**Task details**. Reproduce all of the records exactly.

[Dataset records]
---

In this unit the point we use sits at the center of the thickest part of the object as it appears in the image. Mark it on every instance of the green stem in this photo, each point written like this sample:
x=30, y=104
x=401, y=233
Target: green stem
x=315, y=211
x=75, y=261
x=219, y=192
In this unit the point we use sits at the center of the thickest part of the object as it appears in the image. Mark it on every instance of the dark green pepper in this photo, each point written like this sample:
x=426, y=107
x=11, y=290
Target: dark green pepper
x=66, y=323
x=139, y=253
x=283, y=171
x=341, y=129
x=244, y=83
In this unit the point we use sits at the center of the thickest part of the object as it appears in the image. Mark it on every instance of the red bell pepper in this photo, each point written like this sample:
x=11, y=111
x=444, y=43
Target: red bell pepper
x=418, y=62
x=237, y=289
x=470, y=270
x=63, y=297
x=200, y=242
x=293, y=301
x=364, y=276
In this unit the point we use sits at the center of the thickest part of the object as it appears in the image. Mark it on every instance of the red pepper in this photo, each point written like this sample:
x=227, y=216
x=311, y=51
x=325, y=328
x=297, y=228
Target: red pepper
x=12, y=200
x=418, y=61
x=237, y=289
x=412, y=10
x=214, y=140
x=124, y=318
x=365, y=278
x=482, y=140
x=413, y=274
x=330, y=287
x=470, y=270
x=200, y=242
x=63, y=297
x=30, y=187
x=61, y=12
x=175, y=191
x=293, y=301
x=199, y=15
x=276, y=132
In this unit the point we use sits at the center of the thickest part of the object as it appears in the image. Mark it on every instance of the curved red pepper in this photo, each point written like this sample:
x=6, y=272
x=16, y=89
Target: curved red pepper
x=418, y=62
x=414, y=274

---

**Task solution**.
In this unit the point we use sits at the center of the thickest part of the object as it appears in the image. Mark it on every instance of the green stem in this photo, each point written like this sample:
x=30, y=104
x=401, y=233
Target: green stem
x=315, y=211
x=75, y=261
x=219, y=192
In this unit the point we use sits at the center of the thickest part of the object as it appears in the image. Mark it on every instance of the dark green pepper in this photo, each point written like this sample:
x=426, y=107
x=11, y=290
Target: dark green pepper
x=66, y=323
x=139, y=253
x=283, y=171
x=341, y=129
x=244, y=83
In this unit the point we use sits at the center of the thickest part of the object as it appears in the image. Mark it on every instance of the red bell pepper in this photo, each point written like this sample:
x=11, y=111
x=444, y=43
Target: red bell pepper
x=418, y=62
x=237, y=289
x=470, y=270
x=63, y=297
x=200, y=242
x=293, y=301
x=364, y=276
In this unit the point we use sits at the center of the thickest part of the object as it appears in the image. Mark it on every instance of the red pepper in this photo, each point written like this sample:
x=227, y=216
x=311, y=51
x=325, y=328
x=297, y=228
Target: red pepper
x=12, y=200
x=418, y=61
x=237, y=289
x=412, y=10
x=214, y=140
x=124, y=318
x=365, y=278
x=482, y=140
x=413, y=274
x=330, y=287
x=470, y=270
x=200, y=242
x=63, y=297
x=30, y=187
x=61, y=12
x=175, y=191
x=293, y=301
x=199, y=15
x=276, y=132
In this unit the point we use sits at the center of the thickest part of the object as it appears in the image. Mark it on every instance of the curved red pepper in this photo, each point written like this sample:
x=6, y=272
x=16, y=89
Target: curved red pepper
x=418, y=62
x=414, y=274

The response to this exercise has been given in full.